_Data shown_.
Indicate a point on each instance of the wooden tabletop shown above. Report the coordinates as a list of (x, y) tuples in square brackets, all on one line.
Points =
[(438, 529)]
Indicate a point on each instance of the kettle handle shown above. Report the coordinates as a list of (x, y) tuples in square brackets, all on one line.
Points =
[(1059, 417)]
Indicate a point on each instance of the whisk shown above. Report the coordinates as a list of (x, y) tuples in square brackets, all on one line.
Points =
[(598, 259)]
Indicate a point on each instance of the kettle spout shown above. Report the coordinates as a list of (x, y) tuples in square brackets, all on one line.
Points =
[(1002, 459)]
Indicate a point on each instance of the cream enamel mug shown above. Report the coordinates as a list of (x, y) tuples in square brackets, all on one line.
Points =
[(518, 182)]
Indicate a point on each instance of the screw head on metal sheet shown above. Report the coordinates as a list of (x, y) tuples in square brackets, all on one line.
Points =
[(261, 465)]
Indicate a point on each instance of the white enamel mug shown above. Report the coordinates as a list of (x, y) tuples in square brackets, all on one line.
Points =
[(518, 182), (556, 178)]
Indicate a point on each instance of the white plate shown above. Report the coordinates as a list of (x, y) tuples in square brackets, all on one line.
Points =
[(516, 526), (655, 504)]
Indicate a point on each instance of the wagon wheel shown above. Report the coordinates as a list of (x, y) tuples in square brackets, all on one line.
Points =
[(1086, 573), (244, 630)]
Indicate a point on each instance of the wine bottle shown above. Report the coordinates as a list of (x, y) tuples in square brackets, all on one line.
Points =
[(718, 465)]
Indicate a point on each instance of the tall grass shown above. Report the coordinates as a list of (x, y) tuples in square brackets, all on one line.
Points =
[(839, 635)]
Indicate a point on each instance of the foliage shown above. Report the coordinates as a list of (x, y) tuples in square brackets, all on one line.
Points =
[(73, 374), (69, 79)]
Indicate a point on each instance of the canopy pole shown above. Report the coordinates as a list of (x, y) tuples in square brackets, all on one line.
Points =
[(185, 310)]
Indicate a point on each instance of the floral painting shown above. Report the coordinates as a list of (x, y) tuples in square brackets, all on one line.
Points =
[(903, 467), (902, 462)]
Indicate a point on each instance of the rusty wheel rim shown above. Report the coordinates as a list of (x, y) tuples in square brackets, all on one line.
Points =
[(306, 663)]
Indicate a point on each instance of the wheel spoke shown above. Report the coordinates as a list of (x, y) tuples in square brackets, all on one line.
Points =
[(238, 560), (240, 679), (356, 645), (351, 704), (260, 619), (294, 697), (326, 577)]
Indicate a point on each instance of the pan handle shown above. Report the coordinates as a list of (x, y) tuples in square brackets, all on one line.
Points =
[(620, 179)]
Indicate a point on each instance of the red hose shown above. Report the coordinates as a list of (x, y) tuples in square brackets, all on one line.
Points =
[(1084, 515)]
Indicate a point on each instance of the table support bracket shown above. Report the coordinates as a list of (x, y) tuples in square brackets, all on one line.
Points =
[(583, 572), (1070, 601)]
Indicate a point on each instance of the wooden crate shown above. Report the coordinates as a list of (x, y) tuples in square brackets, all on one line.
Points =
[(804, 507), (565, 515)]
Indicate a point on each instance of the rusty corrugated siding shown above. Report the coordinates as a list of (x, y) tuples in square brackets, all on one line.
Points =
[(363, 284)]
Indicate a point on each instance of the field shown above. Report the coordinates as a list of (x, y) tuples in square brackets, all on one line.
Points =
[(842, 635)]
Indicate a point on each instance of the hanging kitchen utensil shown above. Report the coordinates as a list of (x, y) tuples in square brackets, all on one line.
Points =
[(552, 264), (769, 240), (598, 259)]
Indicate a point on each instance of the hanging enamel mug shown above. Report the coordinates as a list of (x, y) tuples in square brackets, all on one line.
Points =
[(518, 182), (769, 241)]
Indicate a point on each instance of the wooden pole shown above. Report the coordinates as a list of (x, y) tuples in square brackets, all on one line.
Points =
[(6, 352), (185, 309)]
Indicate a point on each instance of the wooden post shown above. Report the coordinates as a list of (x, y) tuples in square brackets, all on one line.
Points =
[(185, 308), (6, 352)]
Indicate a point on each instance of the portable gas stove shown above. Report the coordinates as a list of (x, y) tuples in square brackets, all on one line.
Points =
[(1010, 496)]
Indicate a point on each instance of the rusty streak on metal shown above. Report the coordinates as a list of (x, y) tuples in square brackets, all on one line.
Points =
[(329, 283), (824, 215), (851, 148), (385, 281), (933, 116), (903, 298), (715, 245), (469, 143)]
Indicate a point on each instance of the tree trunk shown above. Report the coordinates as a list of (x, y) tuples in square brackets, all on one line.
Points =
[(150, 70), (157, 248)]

_Task to complete_. Express the whole listing above as a CSV with two columns, request and points, one row for each request-and-points pair. Quote every field and replace any line breaks inside it with spaces.

_Exercise solution_.
request,points
"Indicate a point on each instance of the wooden tabletop shown above. Report the coordinates as a list of (x, y) tuples in square brackets, all on one line. Points =","[(438, 529)]"
"Indicate a point on each instance of the kettle handle shown above. Report the coordinates as a list of (x, y) tuples in square brackets, all on one line. Points =","[(1059, 417)]"
"Indicate a point on each instance of the whisk shown above. Report the coordinates as a list of (x, y) tuples in square brackets, all on one line. Points =","[(598, 259)]"
"Indicate a point on each instance of the kettle spout shown above. Report the coordinates as a list of (x, y) tuples in square brackets, all on one line. Points =","[(1002, 459)]"
"Indicate a point on each instance of the cream enamel mug shown above. Report the coordinates as a list of (x, y) tuples in square brackets, all on one line. Points =","[(518, 182)]"
"Indicate a point on each instance of the screw head on metal sheet shown above. Report the coordinates as a list of (x, y) tuples in square brackets, all on one line. Points =","[(261, 465)]"
"Indicate a point on each instance of the white enamel mug shown above. Report the coordinates as a list of (x, y) tuples in square brackets, all on one line. Points =","[(518, 182), (556, 178)]"
"Indicate a point on each instance of the white plate shown above. Report the coordinates as a list of (x, y) tuples in square brackets, all on one line. Points =","[(516, 526), (655, 504)]"
"Indicate a point on each instance of the wagon wheel shown above. Report the coordinates as a list of (x, y) tuples in square brackets, all on one line. Points =","[(1086, 573), (244, 630)]"
"Indicate a point on each instance of the wine bottle shown above. Report the coordinates as a list of (x, y) tuples in square brackets, all on one line. Points =","[(718, 465)]"
"Indicate a point on each instance of the tall grass shown above. Report the coordinates as a list of (x, y) tuples in square brackets, all on one line. Points =","[(839, 635)]"
"Indicate a point on each instance of the foliage shown above. Report the coordinates as a list of (x, y) tuples in square brackets, all on one line. Points =","[(73, 374), (69, 79)]"
"Indicate a point on each instance of the canopy pole shown above. Report the coordinates as a list of (x, y) tuples in square brackets, all on one line. Points =","[(185, 310)]"
"Indicate a point on each instance of the floral painting shown above. Report the coordinates as a list of (x, y) tuples in square brackets, all on one line. Points =","[(903, 467), (902, 462)]"
"Indicate a point on each instance of the rusty wheel rim shown above. Report the coordinates as a list of (x, y) tuples in square brackets, all on one line. Points =","[(306, 663)]"
"Indicate a point on each instance of the wheel spoke shown above. Report the coordinates as a list of (x, y) tuples in square brackets, all on one line. Points =","[(238, 560), (240, 679), (356, 645), (351, 704), (260, 619), (294, 697), (326, 577)]"
"Indicate a point on each instance of the pan handle shown above. Report the coordinates as a list of (x, y) tuples in square brackets, all on one line. Points =","[(620, 179)]"
"Indicate a point on each instance of the red hose shown above. Report the coordinates as a list of (x, y) tuples in square brackets, all on one line. Points =","[(1084, 515)]"
"Indicate a point on each instance of the table support bracket shown above. Report the coordinates as a list of (x, y) tuples in square brackets, all on one line. Points =","[(583, 572), (1070, 601)]"
"Indicate a point on each instance of the wooden crate shown above. Report the coordinates as a list of (x, y) tuples in square brackets, all on one line. Points =","[(804, 507), (565, 515)]"
"Indicate a point on each instance of the rusty corrugated siding shown above. Report the coordinates as a list of (x, y) tuples in square brackets, all on one line. Points =","[(363, 284)]"
"Indicate a point on each instance of the field shown above. Report the coordinates as a list of (x, y) tuples in square brackets, all on one line. Points =","[(842, 635)]"
"Indicate a point on each instance of the hanging kitchen utensil shown above. Report the coordinates as a list of (x, y) tuples in square brackets, all on one line. Points =","[(552, 264), (769, 240), (598, 259)]"
"Indicate a point on each instance of the hanging enamel mug shown above. Report the coordinates as a list of (x, y) tuples in square brackets, all on one line. Points =","[(518, 182), (769, 241)]"
"Indicate a point on each instance of the wooden pole shown above. Report the coordinates as a list of (x, y) tuples in square brackets, all on one line. Points =","[(6, 352), (185, 309)]"
"Indicate a point on each instance of the wooden post shown above. Report the coordinates as a list of (x, y) tuples in square brackets, all on one line. Points =","[(185, 308), (6, 352)]"
"Indicate a point on each instance of the portable gas stove shown above. Report the coordinates as a list of (x, y) tuples in square brackets, all on one line. Points =","[(1010, 496)]"
"Indicate a point on each instance of the rusty streak on metal shown above. Report the coordinates as a list of (x, y) tuples in square brackets, all on one line. Points =","[(329, 283), (824, 215), (851, 148), (385, 281), (933, 116), (903, 298), (715, 245), (469, 143)]"
"Indicate a point on each instance of the tree trunk shown above. Report the coordinates as a list of (x, y) tuples in square brackets, all on one line. Points =","[(150, 70), (157, 248)]"